Start of Supplied data

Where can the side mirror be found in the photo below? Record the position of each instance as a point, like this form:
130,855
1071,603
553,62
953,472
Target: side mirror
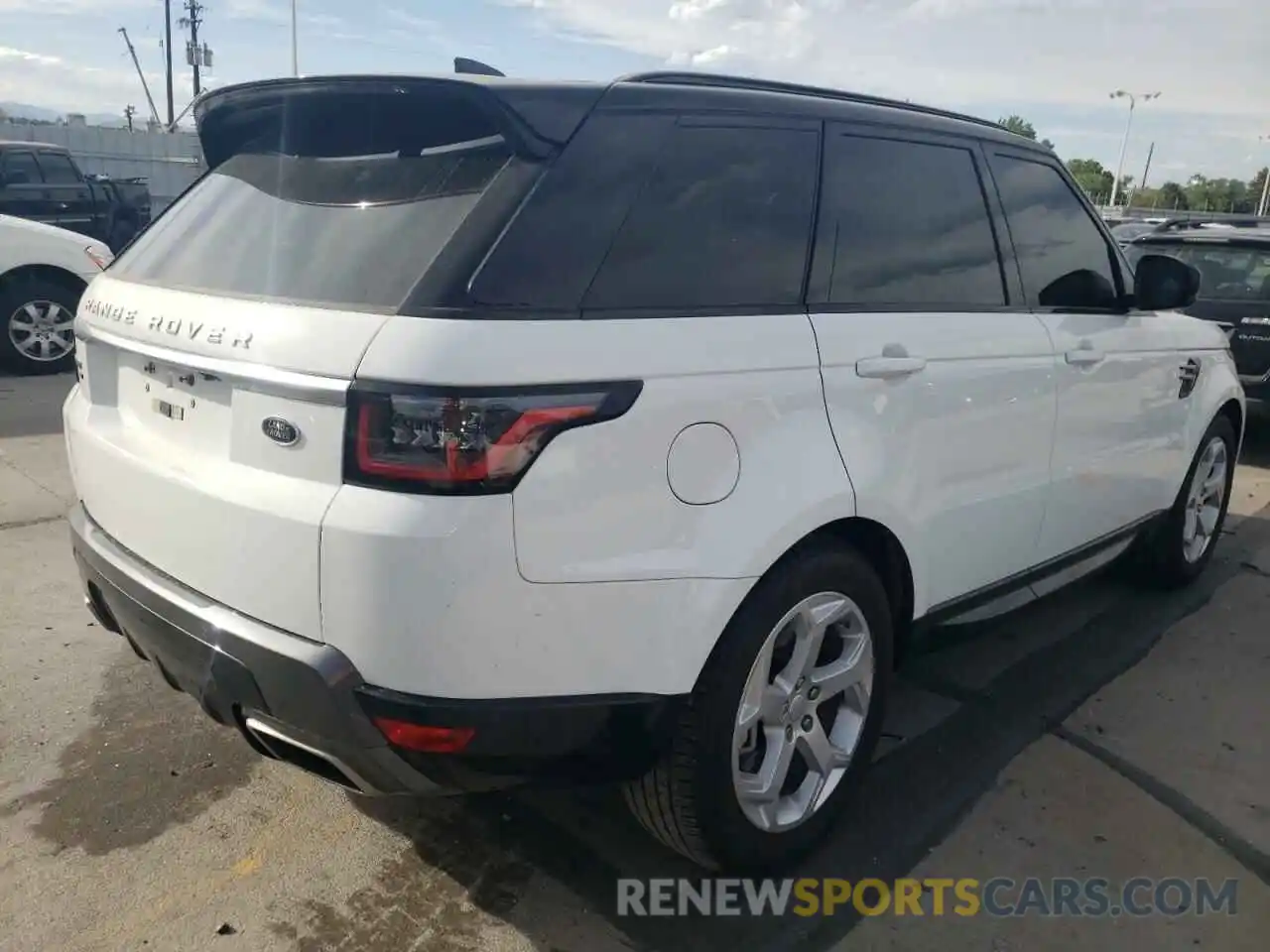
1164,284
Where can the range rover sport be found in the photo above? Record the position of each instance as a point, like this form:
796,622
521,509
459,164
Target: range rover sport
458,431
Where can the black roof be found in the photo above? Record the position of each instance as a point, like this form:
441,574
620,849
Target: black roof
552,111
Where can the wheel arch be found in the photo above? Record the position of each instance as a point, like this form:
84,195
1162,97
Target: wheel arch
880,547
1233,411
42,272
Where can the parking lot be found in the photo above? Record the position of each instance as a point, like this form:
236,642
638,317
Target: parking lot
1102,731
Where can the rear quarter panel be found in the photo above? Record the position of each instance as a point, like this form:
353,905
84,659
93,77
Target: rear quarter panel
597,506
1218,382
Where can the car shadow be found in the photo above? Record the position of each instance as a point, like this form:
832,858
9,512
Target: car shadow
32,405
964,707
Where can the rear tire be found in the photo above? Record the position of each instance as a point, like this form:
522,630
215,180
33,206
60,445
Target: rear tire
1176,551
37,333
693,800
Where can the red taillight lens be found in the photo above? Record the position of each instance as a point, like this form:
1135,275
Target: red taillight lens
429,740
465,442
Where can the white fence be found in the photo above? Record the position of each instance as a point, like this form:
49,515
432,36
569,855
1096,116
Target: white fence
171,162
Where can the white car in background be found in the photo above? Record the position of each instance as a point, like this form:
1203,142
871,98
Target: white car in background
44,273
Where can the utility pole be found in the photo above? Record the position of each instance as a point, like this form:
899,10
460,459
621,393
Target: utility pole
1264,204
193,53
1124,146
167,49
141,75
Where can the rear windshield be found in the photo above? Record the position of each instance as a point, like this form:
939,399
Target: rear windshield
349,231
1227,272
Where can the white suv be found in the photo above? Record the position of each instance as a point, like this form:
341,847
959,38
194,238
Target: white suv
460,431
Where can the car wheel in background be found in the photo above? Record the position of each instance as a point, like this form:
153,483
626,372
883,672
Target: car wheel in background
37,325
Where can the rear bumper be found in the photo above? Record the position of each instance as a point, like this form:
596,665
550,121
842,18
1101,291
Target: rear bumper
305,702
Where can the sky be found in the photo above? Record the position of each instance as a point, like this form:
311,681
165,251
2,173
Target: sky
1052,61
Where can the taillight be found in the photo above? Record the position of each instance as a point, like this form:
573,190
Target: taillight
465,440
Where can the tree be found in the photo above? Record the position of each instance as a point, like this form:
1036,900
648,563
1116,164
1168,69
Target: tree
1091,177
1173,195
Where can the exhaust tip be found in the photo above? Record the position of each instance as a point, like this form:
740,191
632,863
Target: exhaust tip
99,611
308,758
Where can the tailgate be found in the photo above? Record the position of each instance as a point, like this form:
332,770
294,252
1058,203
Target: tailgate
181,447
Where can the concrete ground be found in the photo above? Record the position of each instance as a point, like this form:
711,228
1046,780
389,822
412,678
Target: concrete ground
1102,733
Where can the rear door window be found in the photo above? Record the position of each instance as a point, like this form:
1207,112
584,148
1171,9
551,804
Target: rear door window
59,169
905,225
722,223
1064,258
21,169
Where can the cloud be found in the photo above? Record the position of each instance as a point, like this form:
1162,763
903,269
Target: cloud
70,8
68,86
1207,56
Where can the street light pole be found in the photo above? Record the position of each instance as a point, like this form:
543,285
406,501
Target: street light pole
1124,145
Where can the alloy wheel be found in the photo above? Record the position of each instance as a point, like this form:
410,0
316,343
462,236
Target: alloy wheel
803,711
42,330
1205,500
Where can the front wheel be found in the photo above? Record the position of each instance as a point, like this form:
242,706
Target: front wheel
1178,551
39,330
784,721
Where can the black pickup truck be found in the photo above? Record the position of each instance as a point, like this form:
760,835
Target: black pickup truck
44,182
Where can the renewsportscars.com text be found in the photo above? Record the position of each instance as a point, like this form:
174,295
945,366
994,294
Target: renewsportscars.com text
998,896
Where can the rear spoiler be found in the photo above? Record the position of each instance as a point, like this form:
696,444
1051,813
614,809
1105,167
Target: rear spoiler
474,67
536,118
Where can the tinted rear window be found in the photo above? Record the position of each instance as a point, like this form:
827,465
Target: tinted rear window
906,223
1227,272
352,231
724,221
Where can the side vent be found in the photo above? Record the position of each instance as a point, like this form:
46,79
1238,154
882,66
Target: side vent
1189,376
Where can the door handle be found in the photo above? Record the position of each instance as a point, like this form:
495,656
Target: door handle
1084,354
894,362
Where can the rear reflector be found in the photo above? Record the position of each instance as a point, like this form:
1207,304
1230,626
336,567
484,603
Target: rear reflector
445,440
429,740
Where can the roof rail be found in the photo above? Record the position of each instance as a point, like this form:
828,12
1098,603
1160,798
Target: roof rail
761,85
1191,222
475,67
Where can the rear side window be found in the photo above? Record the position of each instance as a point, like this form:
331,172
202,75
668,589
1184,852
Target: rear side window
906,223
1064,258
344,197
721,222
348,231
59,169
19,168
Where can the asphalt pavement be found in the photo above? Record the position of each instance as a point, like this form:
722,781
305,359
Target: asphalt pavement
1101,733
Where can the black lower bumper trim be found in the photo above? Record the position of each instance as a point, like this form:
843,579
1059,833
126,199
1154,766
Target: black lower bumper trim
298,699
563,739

End of Supplied data

### [Task]
Exclude the pictures, then retype every record exactly.

### [Response for this exercise]
Where can the side mirror be found in the photo below? Record the position of each instance as a point, like this form:
130,855
1071,603
553,62
953,472
Target: side mirror
1164,284
Where can the range rover sport be found in the photo above? Record the position of each instance as a point, like this form:
796,622
521,509
459,164
Target: range rover sport
458,431
Where can the black roof be found in the photo above? Record the position of each instance as a point, like this form:
441,574
620,849
Target: black roof
552,111
Where can the wheel arch be found in the photo above? Record the position of each instance as a point, like this form:
84,195
1162,97
Target: wheel arch
880,547
1233,411
42,272
Where can the parking lot be found in the photo above? Record the position of each instance as a point, like this form:
236,642
638,317
Target: parking lot
1102,731
Where can the rear quarter panel be found in the photo above? Record the position of each instance as a point, like this form:
353,905
84,659
93,77
Target: rear quarter panel
597,506
1218,382
Where can the car shadow be found in the photo above? Record the position of each instance as a point, like this form:
832,858
9,512
Target: car shadow
32,405
964,707
Where can the rear tire be found in the photo above? Record the position of each instance as a point, like this form:
522,630
215,180
33,206
60,445
Target: rear tire
1176,551
37,333
693,800
Where can the red taillight lens be found in the photo above? Record the position of each instance as a point, like this form:
1135,275
Target: red taillight lens
429,740
465,442
Where can the white fence be found in the photo above? Record the position of each instance as a point, like this form:
49,515
432,36
569,855
1096,116
Target: white fence
171,162
Where can the white car in background be found in the photo above? Record the position of each instance as a point, like this form:
1203,142
871,98
Target: white car in background
44,273
Where can the utility pole be found in the photo above? Record the position of each instance as a point, like this form:
899,10
460,459
621,393
Target: utility pole
1264,204
193,53
1124,146
167,49
141,75
Where can the rear windshield be found in the photo above? Record the position of each instance as a point, like this form:
939,399
Target: rear windshield
349,231
1227,272
Where can the white suv be found in the photo above? Record the position of each instance as a point, like this form:
341,847
959,38
194,238
Target: white suv
460,431
Where can the car wheel in background be found in the photo above? Record the position of each instance as a point, like this form:
153,483
626,372
883,672
Target: car wheel in background
37,325
Where can the rear bumper be found in the photo above? Record the position of each instance as a point, like this form:
596,665
550,121
842,18
1101,291
Target: rear bumper
305,702
Where can the sky be found in the photo above? Record the position of each instance as a point, like this form:
311,681
165,251
2,173
Target: sky
1052,61
Where can the taillight be found in the photo above? Record the position of each instance as a point, like this form:
573,190
Target: taillight
465,440
Where can the tree be found in the photo above? Record the position of each instance as a point, like this form:
1036,900
648,563
1116,164
1168,69
Target: tree
1091,177
1173,195
Where can the exhaust tip be found in the photo above? Record the position of each instance as a point, like this form:
740,191
632,863
Target: exhaust tip
99,611
308,758
Where can the tailgate be found in the photo above? Record the position of each instance as a point, like this form:
332,770
294,252
1058,203
Target: tailgate
181,447
Where can the concrete ground be found in the photo above? Record the position of each instance as a point, like this form:
711,228
1046,780
389,822
412,678
Target: concrete ground
1102,733
Where can the rear door window be found in the photo above? Record the position of each instance as a point, like this form:
1207,112
584,148
1171,9
551,804
Target: rear door window
59,169
905,225
722,223
1064,258
21,169
Where can the cloud be found in the photo above? Record the position of each instance as a point, like this form:
1162,763
903,269
Target: cloud
70,8
68,86
1207,56
Where can the street light pole be found in the photo above? Record the position of each instance as a point, like this form:
543,285
406,501
Target: street light pole
1124,145
Where can the alloy wheel be found in the photo above? Record the position of each instance as a point, like this form:
410,0
316,343
462,236
Target: alloy wheel
803,711
42,330
1205,500
Where can the front wheel be found in the photo above? Record the position of each instance as a point, like this form:
242,706
Target: front wheel
1178,551
39,330
784,721
Where can the black pickup truck be found in the photo above? Record the position of each instance as a point, like this form:
760,835
Target: black pickup truck
44,182
Where can the renewsportscars.com text be found in the photo above? Record the position of each instance as a point, like this form:
174,295
945,366
994,294
Target: renewsportscars.com text
998,896
Where can the rear spoiler be found in the photo above? Record the position of each instance as a point, like this form:
696,444
1051,813
614,809
1105,167
Target: rear spoiler
474,67
536,118
Where can the tinted rear window be found in the photo above? Record the position of each instance as a point, like this form:
827,465
Target: tinted rear window
906,223
1227,272
352,231
724,221
Where can the side vent be found in the photo above? Record the position of each instance as a point, like this form:
46,79
1238,154
882,66
Target: side vent
1189,376
Where can the door handle be found in the photo above? Record the position of each instance as a point, like this form:
495,656
Target: door handle
1084,354
894,362
Where can the rear reflector be found in the photo above? Record the position of each instance as a point, like this form:
1207,304
1230,626
336,567
484,603
Target: rear reflector
445,440
429,740
Where can the roof rail be found in the photo above? Record the position of each instance as a point, like this form:
828,12
1098,603
1160,798
Target: roof rail
761,85
1191,222
475,67
Where can the rear side window be found in the photo above? Record the position of each instance as a point, like this form:
331,172
202,75
668,589
1184,852
Target: rear side window
906,223
1064,258
344,197
721,222
348,231
59,169
19,168
Where can the asphalt pavement be found in the photo above? Record the position of each instance as a point, like this form:
722,781
305,359
Target: asphalt pavement
1101,733
Where can the black lower bumper trim be found in the photo above? Record the position of each instance as a point, like this form:
843,579
1059,833
126,199
1154,766
Target: black lower bumper trim
298,699
563,739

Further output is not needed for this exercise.